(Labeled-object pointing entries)
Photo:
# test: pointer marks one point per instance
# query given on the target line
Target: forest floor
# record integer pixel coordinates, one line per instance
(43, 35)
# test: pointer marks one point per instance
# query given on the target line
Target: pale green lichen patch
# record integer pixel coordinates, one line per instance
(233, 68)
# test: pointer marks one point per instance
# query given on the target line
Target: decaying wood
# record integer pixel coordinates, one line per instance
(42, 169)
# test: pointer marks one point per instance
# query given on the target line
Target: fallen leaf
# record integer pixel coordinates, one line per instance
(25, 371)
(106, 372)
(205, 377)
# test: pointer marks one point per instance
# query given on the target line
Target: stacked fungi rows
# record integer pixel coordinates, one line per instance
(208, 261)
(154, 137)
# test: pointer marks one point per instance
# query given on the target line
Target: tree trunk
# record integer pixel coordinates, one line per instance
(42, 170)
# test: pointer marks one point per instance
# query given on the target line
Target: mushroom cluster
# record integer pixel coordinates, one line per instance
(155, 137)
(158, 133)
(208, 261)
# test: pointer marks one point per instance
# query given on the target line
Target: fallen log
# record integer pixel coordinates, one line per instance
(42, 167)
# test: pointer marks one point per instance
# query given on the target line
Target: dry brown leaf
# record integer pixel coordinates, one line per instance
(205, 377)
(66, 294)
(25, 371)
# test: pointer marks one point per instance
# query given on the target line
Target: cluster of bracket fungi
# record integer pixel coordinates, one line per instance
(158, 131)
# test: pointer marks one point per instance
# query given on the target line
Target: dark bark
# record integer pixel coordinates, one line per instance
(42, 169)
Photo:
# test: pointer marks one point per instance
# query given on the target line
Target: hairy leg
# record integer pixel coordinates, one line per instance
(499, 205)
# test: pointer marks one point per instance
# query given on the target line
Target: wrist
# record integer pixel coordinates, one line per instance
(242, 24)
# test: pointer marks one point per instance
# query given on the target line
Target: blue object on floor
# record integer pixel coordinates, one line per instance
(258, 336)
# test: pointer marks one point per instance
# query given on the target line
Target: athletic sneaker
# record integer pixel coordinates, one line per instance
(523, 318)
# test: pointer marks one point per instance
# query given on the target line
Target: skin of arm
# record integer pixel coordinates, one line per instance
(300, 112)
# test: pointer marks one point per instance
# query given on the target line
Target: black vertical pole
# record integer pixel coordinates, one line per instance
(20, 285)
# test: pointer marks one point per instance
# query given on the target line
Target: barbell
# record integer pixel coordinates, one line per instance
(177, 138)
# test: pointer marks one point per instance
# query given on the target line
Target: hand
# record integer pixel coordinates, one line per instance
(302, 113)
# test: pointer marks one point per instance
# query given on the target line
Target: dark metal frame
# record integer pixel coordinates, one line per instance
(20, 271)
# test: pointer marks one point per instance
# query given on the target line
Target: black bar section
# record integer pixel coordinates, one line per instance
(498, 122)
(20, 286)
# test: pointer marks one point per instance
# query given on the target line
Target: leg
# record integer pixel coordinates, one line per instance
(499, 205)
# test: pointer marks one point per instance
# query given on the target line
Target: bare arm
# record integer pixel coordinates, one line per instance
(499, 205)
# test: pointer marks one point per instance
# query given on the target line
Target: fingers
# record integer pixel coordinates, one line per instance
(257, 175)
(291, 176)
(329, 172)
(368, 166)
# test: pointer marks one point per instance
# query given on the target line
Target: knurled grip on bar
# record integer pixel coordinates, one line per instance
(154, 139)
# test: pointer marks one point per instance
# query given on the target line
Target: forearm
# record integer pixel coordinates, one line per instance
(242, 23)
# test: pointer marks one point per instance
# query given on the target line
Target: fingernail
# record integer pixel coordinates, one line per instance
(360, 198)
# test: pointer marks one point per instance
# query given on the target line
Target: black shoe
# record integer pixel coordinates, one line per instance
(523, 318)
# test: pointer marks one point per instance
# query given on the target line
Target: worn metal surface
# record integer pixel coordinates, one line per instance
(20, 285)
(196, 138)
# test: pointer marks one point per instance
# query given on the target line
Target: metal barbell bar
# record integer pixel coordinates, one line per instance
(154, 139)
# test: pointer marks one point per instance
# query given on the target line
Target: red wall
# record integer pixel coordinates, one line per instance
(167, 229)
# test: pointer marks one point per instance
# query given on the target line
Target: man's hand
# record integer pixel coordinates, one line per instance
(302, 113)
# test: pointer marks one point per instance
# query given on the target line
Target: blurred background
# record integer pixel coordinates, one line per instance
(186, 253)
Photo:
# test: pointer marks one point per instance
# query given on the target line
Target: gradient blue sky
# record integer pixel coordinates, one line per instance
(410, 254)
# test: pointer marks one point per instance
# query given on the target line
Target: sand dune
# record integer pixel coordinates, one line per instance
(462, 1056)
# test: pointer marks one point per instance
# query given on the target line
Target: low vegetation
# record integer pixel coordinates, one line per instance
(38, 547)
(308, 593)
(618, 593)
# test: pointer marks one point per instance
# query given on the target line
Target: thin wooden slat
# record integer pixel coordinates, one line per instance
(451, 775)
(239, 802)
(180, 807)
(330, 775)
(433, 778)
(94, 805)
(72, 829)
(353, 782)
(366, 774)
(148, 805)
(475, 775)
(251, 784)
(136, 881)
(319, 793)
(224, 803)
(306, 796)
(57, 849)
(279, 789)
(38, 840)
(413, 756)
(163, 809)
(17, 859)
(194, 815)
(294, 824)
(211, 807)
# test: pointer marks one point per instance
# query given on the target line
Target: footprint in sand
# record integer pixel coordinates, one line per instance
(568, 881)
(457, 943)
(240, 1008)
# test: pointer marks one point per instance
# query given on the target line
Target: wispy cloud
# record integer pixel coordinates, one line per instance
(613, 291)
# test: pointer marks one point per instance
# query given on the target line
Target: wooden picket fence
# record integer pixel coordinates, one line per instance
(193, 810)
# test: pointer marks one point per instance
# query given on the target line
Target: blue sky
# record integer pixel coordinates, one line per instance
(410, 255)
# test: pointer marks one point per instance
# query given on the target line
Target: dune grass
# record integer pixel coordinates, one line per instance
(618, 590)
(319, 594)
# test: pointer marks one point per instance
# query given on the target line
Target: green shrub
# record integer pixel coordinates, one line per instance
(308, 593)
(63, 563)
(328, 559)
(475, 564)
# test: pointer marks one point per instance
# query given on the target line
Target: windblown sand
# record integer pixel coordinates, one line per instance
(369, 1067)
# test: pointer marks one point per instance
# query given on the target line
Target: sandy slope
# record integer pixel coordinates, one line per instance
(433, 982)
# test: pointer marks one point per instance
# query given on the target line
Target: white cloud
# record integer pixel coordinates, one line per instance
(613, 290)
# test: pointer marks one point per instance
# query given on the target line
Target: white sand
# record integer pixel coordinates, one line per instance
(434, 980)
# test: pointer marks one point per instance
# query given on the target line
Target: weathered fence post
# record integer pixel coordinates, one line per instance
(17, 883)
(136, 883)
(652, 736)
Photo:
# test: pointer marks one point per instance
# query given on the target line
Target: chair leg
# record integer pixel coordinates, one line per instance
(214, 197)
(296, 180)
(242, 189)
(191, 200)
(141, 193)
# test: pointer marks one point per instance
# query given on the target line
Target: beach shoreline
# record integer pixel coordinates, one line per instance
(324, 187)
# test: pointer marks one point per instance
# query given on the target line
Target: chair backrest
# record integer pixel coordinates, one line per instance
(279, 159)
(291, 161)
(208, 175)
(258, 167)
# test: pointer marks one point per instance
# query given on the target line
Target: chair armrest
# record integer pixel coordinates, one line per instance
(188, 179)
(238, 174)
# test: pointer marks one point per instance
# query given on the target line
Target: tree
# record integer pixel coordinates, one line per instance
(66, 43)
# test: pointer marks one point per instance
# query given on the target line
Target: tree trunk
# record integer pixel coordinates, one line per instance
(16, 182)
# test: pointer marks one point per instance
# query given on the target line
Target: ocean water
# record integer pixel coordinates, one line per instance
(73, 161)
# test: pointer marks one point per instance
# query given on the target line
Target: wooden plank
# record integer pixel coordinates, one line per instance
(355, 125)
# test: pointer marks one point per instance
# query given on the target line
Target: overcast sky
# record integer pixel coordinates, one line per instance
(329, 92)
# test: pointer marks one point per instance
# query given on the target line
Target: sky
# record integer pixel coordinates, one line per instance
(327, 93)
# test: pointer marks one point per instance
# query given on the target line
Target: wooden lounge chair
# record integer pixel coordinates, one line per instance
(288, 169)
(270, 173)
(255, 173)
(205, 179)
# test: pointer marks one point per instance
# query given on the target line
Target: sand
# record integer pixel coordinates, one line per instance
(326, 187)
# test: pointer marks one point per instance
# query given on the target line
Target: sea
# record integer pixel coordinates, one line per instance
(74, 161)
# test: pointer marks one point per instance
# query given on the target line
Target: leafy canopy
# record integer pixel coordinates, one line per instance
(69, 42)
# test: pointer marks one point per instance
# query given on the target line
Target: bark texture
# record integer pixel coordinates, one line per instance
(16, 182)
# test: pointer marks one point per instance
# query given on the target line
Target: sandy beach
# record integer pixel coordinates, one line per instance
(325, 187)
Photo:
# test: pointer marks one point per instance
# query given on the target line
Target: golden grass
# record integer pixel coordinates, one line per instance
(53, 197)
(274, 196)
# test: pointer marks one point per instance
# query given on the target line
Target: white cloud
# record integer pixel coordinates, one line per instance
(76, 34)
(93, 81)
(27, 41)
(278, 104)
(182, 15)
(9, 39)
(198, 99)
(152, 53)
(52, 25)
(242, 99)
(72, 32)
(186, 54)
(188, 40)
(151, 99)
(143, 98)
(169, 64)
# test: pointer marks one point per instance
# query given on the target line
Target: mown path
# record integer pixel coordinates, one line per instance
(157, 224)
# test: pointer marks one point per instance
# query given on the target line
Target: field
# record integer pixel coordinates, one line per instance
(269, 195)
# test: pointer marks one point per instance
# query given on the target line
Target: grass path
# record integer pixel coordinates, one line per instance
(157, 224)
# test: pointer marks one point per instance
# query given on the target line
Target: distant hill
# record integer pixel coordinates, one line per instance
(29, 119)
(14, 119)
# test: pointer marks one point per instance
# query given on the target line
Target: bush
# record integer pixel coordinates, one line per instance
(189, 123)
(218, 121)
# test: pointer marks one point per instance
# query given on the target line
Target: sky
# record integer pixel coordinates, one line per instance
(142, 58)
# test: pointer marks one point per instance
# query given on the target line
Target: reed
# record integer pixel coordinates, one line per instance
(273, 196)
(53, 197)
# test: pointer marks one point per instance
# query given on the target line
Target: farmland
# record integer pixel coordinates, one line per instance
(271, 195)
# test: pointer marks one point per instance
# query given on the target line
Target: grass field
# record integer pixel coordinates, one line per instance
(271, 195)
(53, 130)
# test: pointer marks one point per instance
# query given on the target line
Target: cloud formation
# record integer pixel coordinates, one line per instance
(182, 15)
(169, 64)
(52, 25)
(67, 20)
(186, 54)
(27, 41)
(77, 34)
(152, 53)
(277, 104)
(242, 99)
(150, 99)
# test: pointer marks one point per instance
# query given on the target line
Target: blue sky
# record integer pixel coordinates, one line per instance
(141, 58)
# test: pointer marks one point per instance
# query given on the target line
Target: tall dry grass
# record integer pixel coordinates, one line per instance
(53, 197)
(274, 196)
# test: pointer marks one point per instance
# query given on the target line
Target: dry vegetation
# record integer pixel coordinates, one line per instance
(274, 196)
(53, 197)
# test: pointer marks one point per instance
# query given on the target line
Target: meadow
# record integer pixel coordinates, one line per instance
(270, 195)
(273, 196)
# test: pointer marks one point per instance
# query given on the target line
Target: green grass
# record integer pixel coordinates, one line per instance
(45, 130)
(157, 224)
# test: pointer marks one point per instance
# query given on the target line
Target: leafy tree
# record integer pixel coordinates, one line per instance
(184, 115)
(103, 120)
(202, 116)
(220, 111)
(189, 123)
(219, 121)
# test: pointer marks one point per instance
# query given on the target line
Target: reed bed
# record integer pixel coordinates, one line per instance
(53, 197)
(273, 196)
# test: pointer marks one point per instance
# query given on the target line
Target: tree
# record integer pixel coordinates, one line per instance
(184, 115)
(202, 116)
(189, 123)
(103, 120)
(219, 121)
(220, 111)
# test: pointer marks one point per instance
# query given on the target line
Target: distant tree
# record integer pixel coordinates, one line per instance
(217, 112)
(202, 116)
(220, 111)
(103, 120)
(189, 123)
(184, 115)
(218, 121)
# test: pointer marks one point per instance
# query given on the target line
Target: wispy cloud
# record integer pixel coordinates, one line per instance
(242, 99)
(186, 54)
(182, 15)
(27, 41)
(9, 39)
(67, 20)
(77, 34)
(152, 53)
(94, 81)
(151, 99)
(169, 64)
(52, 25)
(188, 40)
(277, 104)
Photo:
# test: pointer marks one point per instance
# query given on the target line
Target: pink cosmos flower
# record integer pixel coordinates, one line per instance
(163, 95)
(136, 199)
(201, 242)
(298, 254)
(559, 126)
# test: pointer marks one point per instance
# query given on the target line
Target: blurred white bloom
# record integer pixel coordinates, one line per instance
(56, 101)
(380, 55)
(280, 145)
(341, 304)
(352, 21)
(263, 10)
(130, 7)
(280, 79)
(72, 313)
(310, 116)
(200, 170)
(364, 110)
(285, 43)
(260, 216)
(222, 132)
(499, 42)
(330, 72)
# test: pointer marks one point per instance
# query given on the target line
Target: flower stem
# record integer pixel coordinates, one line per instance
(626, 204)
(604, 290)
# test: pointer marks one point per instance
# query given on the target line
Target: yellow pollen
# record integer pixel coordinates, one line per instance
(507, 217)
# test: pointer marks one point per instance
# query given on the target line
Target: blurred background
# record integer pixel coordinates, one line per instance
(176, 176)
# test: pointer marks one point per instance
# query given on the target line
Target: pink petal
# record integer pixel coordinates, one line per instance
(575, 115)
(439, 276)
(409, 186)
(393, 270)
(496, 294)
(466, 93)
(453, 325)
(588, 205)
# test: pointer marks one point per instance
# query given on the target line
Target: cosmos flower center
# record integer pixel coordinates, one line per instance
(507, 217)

**Objective**
How many lines in the entries above contain the word "black"? Reply with the number alone.

**Worked answer**
3